» **TEXT SECTION**
'''
Reduced dose: 10 mg or 14 mg starting lenvatinib dosage; standard dose: 20 mg starting lenvatinib dose. PFS=progression-free survival; OS=overall survival; DOR=duration of response; CI=confidence interval; HR=hazard ratio; PR=partial response.

Clinical response and survival in Black patients

Of the 43 study patients, 12 (28%) identified as Black. Black patients demonstrated an ORR of 41.7%, with no difference between standard and reduced dose lenvatinib (P=.56). Black patients demonstrated a CBR of 75%, with no difference between standard and reduced dose lenvatinib (P=.50). The median PFS for Black patients was 5.9 months (95% CI: 2.9–16.5 months) compared to 8 months (95% CI: 4.2–9.7 months) for all other races (P=.7). The median OS for Black patients was 20.2 months (95% CI: 4.8-NE) compared to 18.3 months (95% CI: 8.9-NE) for all other races (P=.86).
'''
» **RECORDED DATA**
'''
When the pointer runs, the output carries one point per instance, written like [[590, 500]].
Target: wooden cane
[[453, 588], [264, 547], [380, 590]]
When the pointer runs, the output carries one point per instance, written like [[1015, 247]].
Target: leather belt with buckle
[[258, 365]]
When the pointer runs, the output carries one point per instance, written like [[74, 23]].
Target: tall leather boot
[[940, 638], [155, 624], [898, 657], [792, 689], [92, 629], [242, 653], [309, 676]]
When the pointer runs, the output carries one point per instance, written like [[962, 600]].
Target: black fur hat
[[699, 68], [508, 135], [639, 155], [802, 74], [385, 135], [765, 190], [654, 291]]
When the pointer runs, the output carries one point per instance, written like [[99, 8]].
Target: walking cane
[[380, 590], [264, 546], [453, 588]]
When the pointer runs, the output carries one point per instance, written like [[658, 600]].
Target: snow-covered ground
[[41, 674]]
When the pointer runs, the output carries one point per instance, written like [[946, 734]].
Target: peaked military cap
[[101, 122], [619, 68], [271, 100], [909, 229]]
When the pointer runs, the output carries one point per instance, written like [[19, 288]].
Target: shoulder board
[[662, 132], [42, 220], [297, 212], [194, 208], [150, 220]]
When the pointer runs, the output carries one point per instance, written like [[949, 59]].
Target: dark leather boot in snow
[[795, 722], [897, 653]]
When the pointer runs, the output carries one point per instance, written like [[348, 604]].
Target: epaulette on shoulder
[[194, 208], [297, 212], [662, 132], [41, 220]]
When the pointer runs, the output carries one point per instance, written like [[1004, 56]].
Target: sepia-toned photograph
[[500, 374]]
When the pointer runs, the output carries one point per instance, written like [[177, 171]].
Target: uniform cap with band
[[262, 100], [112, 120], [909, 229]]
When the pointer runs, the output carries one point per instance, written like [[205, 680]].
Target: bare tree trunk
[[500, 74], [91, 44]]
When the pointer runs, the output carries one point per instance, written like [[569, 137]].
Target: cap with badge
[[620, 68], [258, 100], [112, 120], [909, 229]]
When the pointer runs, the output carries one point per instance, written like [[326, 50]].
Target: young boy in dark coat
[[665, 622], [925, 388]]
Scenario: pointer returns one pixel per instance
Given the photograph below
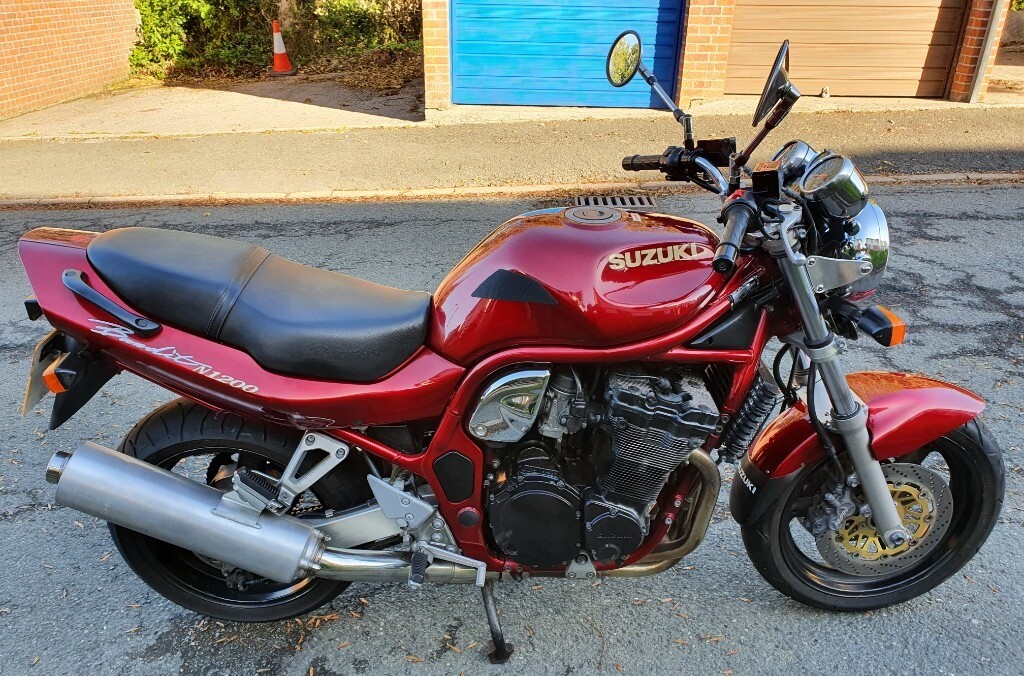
'''
» **WHAT YOU NEED TO DO**
- A) From the lenvatinib study text, extract the passage starting with "Of the 43 study" and going on through "other races (P=.86).".
- B) In the lenvatinib study text, what was the median overall survival for Black patients?
- C) Write what follows the last sentence of the lenvatinib study text.

» **PER-TASK ANSWERS**
- A)
Of the 43 study patients, 12 (28%) identified as Black. Black patients demonstrated an ORR of 41.7%, with no difference between standard and reduced dose lenvatinib (P=.56). Black patients demonstrated a CBR of 75%, with no difference between standard and reduced dose lenvatinib (P=.50). The median PFS for Black patients was 5.9 months (95% CI: 2.9–16.5 months) compared to 8 months (95% CI: 4.2–9.7 months) for all other races (P=.7). The median OS for Black patients was 20.2 months (95% CI: 4.8-NE) compared to 18.3 months (95% CI: 8.9-NE) for all other races (P=.86).

- B) 20.2 months (95% CI: 4.8-NE).

- C)
Reduced vs standard lenvatinib starting dose

Twenty patients (47%) received a primary dose reduction for lenvatinib, defined as a starting dose less than the 20 mg standard dose; 10 patients received a starting dose of 14 mg and 10 received a starting dose of 10 mg. Patients who received a primary dose reduction were significantly older than those who received the standard starting dose, with a median age of 69 years vs 64 years, respectively (P=.01). No differences in race, ECOG status, stage at diagnosis, histology, or p53 status were observed between the reduced and standard dose groups (Table 1). Those who received a primary dose reduction had a median of 2 prior lines of platinum therapy compared to a median of 1 prior line among those who received the standard starting dose (P=.045). There was no difference in total cycles received or treatment interruptions, reductions, or discontinuations between the reduced and standard dose groups (Table 1). Toxicities were common in both groups; 18 (90%) of 20 patients with a starting dose of 10 mg or 14 mg compared to 18 (82%) of 23 patients in the standard dose group experienced a grade ≥3 AE (Table 3).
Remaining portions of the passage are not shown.